● Required actions:
(1) From the forestry passage, extract the text starting at "Forest ecosystems have" and ending at "and technology .".
(2) Render this sentence from the forestry passage in French: "Silviculture is narrower than forestry, being concerned only with forest plants, but is often used synonymously with forestry."
(3) List every term that the forestry passage gives for a practitioner of forestry.

#### Text to read ####

Modern forestry generally embraces a broad range of concerns, in what is known as multiple-use management, including the provision of timber , fuel wood, wildlife habitat , natural water quality management, recreation , landscape and community protection, employment, aesthetically appealing
landscapes , biodiversity management,
watershed management, erosion control , and preserving forests as ' sinks' for atmospheric
carbon dioxide. A practitioner of forestry is known as a forester . Other terms are used a
verderer and a silviculturalist being common ones. Silviculture is narrower than forestry, being concerned only with forest plants, but is often used synonymously with forestry.
Forest ecosystems have come to be seen as the most important component of the
biosphere , and forestry has emerged as a vital applied science, craft , and technology .
Forestry is an important economic segment in various industrial countries. For example, in Germany, forests cover nearly a third of the land area,  wood is the most important
renewable resource, and forestry supports more than a million jobs and about billion in yearly turnover.

#### Given entries ####

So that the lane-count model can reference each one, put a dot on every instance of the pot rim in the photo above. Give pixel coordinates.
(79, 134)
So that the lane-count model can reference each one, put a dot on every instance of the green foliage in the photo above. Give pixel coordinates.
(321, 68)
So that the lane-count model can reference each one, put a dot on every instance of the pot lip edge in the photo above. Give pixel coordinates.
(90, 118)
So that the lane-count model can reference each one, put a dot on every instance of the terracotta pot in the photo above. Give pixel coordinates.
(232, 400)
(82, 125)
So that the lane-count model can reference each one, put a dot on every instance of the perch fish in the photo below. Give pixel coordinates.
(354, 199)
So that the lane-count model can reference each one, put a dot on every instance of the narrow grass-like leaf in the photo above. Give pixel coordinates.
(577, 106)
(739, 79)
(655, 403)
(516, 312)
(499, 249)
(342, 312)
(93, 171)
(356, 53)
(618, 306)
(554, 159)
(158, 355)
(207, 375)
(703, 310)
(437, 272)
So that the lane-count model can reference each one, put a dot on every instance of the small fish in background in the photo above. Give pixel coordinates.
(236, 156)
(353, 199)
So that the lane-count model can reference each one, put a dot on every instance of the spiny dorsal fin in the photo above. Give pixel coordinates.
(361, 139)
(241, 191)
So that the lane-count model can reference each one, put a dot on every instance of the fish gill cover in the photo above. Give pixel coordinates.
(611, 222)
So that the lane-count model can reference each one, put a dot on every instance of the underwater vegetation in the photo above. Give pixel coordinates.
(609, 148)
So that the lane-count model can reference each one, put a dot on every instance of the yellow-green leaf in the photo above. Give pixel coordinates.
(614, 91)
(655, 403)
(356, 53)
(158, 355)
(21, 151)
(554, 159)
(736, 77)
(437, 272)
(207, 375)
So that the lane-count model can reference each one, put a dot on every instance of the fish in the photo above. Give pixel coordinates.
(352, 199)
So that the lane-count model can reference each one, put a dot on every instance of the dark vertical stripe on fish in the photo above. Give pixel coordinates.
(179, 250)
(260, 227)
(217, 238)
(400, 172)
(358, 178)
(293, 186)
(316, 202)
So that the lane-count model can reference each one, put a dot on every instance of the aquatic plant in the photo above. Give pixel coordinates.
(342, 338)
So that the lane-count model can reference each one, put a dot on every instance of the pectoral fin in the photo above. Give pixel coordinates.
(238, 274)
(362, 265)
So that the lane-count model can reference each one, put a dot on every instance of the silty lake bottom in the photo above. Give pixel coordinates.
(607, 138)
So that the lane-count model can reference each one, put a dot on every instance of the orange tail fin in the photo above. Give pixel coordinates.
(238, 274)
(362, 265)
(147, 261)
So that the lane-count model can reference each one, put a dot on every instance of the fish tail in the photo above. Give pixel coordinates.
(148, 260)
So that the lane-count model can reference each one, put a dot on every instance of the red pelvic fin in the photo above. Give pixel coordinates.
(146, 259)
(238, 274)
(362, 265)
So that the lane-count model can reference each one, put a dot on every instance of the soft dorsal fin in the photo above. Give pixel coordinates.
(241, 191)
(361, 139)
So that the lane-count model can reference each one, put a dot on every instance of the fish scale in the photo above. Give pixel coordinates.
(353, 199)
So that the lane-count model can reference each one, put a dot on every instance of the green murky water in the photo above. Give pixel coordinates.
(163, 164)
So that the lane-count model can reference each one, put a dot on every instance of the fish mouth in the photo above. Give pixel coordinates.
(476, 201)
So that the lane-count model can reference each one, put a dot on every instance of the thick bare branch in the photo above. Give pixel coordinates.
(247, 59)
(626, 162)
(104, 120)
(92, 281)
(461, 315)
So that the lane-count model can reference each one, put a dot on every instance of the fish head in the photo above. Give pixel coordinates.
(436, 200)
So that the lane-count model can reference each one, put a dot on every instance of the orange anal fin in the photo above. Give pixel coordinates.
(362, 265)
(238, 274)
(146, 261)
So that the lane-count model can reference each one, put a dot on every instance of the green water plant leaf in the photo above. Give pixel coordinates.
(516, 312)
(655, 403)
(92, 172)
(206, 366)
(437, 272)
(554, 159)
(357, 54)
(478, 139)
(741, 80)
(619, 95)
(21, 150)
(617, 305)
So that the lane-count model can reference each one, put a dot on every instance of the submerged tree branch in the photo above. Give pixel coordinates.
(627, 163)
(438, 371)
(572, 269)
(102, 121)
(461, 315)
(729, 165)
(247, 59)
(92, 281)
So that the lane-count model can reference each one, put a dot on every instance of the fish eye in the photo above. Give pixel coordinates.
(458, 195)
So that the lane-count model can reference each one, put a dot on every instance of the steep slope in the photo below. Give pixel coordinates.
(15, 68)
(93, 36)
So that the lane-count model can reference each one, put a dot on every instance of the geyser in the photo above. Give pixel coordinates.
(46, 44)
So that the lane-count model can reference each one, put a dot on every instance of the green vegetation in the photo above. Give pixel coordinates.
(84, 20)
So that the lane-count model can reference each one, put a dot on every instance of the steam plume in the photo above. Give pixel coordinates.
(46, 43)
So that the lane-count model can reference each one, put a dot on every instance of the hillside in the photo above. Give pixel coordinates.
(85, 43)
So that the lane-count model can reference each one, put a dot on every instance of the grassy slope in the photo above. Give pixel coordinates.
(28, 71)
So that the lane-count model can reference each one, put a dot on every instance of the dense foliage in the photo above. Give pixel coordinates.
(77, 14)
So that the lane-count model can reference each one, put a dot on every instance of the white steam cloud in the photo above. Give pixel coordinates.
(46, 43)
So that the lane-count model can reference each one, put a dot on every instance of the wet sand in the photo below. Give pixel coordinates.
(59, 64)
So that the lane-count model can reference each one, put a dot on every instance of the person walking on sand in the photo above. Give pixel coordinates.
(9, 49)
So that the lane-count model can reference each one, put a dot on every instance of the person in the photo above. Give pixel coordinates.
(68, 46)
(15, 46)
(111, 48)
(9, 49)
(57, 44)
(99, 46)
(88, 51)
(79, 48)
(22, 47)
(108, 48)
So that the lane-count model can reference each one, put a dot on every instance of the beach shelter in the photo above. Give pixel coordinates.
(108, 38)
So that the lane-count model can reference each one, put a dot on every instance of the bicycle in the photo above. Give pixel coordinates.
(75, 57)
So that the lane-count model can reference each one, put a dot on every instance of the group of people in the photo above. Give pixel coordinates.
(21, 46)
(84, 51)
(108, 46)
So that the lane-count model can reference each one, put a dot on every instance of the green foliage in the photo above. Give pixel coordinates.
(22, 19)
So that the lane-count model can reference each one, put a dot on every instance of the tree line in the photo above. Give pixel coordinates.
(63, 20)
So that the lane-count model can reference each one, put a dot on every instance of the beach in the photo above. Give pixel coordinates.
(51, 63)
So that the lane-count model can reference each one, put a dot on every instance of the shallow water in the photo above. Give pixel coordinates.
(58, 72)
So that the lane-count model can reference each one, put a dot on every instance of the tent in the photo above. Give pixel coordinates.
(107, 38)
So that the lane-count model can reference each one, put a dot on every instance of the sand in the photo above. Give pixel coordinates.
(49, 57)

####

● The answers:
(1)
Forest ecosystems have come to be seen as the most important component of the
biosphere , and forestry has emerged as a vital applied science, craft , and technology .

(2) La sylviculture est plus restreinte que la foresterie, puisqu'elle ne concerne que les végétaux forestiers, mais elle est souvent employée comme synonyme de foresterie.

(3) forester, verderer, silviculturalist